• Инструкции к заданиям:
(a) Выведите фрагмент текста о Джоне Гаррисоне между словами «Гаррисону не было» и «помещений Лондонской ратуши.», включая их.
(b) Перескажите, пожалуйста, короче абзац текста о Джоне Гаррисоне, начинающийся словами «Гаррисону не было и двадцати», не потеряв его основных фактов.
(c) Ответьте на вопросы по тексту о Джоне Гаррисоне:
(i) Как Джон озаглавил свою аннотированную копию?
(ii) Чьи творения Гаррисон не позволял держать дома?
(iii) В каком году Гаррисон собрал свои первые часы?

• Исходный текст:
К тому времени Джон уже выучился читать и писать. Он применил к работе оба своих умения, сделав аннотированную копию, которую озаглавил «Механика мистера Сондерсона». Юноша переписал всё от слова до слова, перечертил все схемы, чтобы лучше вникнуть в законы движения. Словно библейский начётчик, он вновь и вновь перечитывал свою копию, всякий раз добавляя замечания на полях. Почерк чёткий, убористый, какой и должен быть у человека столь методичного ума.
Джон Гаррисон отвергал Шекспира и не позволял держать дома его творений — всё, что нужно, он до конца жизни черпал из «Начал» Ньютона и лекций Сондерсона.
Гаррисону не было и двадцати, когда, в 1713 году, он собрал свои первые часы. Почему он взялся за этот проект и как преуспел, притом что никогда не учился у часовщика, — загадка. Однако сами часы сохранились: их циферблат и механизм — ископаемые свидетельства периода становления — хранятся под стеклом в музее гильдии часовщиков, занимающем одно из помещений Лондонской ратуши.

• Предоставленные материалы:
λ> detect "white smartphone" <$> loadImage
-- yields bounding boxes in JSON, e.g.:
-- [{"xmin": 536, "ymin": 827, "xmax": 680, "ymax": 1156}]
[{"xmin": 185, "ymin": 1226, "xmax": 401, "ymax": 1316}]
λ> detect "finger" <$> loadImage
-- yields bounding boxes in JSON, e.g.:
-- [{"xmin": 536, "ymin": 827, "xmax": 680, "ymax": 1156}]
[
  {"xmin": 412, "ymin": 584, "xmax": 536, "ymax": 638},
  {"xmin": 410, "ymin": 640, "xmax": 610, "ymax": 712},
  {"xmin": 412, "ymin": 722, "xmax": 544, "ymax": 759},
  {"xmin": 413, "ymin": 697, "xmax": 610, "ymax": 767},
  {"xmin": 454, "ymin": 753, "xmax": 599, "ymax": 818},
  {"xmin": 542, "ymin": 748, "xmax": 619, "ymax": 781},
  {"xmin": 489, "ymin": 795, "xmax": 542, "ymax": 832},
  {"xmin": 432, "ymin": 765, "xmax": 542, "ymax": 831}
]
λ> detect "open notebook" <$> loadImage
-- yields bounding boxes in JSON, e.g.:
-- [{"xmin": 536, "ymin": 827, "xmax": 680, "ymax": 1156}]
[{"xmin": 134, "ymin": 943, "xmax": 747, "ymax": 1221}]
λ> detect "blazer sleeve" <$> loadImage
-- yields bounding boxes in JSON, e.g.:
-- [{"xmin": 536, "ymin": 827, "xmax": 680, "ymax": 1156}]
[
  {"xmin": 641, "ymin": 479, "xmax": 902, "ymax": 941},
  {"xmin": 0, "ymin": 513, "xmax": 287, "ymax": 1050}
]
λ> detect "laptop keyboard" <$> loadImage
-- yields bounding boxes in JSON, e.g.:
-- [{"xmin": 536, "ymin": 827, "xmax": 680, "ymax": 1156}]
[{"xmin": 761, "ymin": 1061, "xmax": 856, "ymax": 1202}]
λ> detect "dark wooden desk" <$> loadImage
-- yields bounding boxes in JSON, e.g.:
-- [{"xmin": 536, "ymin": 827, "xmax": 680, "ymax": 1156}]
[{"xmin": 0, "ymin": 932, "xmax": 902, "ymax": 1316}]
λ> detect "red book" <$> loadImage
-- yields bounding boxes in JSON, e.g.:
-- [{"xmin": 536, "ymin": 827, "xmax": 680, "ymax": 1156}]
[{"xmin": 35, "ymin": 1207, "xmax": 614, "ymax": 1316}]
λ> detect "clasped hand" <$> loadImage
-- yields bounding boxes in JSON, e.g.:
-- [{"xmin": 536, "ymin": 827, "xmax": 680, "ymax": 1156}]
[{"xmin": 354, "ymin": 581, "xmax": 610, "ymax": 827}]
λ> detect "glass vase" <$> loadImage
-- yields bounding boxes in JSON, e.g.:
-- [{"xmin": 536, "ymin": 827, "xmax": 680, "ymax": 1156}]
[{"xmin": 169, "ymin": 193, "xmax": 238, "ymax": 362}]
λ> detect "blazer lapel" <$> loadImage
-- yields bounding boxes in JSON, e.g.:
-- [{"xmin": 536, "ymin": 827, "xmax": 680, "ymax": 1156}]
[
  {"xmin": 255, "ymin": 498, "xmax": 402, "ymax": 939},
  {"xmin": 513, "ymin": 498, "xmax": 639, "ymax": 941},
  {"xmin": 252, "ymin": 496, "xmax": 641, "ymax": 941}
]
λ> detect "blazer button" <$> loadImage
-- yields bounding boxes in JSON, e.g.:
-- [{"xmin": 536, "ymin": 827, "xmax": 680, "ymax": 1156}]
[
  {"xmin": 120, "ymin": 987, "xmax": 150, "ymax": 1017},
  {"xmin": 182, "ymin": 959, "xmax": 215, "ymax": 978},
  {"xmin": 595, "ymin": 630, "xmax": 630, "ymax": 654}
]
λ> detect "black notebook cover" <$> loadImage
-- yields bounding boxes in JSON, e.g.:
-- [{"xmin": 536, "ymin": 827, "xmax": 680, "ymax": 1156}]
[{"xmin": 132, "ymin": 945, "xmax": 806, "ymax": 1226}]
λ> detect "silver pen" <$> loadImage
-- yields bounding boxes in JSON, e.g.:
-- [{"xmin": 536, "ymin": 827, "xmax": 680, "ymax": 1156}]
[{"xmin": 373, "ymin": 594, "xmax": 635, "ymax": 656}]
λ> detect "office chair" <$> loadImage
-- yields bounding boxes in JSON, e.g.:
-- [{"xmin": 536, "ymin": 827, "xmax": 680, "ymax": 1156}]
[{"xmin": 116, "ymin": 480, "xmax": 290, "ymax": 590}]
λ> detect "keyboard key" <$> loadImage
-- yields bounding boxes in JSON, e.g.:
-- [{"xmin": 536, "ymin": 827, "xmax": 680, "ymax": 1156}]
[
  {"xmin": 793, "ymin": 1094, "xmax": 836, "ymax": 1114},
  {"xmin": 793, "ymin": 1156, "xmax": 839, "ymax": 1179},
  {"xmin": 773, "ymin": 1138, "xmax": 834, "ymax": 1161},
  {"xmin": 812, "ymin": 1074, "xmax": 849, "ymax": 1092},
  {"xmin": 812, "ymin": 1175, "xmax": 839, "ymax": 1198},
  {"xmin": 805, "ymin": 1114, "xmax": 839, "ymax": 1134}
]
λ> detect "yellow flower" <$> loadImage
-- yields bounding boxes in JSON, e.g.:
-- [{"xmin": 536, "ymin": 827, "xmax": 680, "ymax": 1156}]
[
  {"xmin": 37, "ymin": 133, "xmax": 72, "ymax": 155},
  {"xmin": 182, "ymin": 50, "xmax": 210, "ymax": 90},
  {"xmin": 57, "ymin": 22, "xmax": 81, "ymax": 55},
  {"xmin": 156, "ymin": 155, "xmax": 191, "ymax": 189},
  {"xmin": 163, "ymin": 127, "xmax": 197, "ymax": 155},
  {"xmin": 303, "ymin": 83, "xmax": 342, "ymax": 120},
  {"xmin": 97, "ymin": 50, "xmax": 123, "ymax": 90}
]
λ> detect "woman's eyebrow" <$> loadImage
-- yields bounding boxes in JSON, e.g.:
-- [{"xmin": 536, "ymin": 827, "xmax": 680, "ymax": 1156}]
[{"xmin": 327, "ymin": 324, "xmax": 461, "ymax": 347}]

• Ответы:
(a)
Гаррисону не было и двадцати, когда, в 1713 году, он собрал свои первые часы. Почему он взялся за этот проект и как преуспел, притом что никогда не учился у часовщика, — загадка. Однако сами часы сохранились: их циферблат и механизм — ископаемые свидетельства периода становления — хранятся под стеклом в музее гильдии часовщиков, занимающем одно из помещений Лондонской ратуши.

(b) В 1713 году, когда Гаррисону не было и двадцати, он собрал свои первые часы, хотя никогда не учился у часовщика. Почему он взялся за это и как преуспел, остается загадкой. Циферблат и механизм этих часов сохранились и хранятся под стеклом в музее гильдии часовщиков в Лондонской ратуше.

(c)
(i) «Механика мистера Сондерсона».
(ii) Творения Шекспира.
(iii) В 1713 году.